▶ [GIVEN PROBLEM] Output each line from the one containing "[indicate] the club" through the last line of the items as a numbered list, leaving out any blank lines.

▶ [RECORDS FOR THE EXERCISE]
>> START
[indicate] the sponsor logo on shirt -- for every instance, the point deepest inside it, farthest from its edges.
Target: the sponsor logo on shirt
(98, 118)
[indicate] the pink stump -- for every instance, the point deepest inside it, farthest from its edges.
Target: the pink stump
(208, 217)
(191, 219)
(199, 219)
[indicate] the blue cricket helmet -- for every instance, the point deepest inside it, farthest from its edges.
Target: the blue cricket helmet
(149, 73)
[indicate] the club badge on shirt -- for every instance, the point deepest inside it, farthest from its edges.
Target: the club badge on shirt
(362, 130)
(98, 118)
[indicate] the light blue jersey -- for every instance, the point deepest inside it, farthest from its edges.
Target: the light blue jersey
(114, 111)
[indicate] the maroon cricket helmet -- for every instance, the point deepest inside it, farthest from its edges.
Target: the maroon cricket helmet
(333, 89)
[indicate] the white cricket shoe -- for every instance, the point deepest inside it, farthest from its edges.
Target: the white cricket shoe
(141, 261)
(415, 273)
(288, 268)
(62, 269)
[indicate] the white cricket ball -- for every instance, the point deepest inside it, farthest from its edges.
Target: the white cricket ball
>> END
▶ [SOLUTION TO THIS TASK]
1. [indicate] the club badge on shirt -- for every instance, the point deepest inside it, farthest from its edges.
2. Target: the club badge on shirt
3. (362, 130)
4. (98, 118)
5. [indicate] the light blue jersey -- for every instance, the point deepest inside it, farthest from its edges.
6. Target: the light blue jersey
7. (114, 111)
8. [indicate] the maroon cricket helmet -- for every instance, the point deepest inside it, farthest from its edges.
9. Target: the maroon cricket helmet
10. (333, 89)
11. [indicate] the white cricket shoe -- for every instance, the point deepest inside it, farthest from its edges.
12. Target: the white cricket shoe
13. (141, 261)
14. (415, 273)
15. (288, 268)
16. (62, 269)
17. [indicate] the white cricket ball -- for every instance, the point deepest inside it, farthest from its edges.
18. Target: the white cricket ball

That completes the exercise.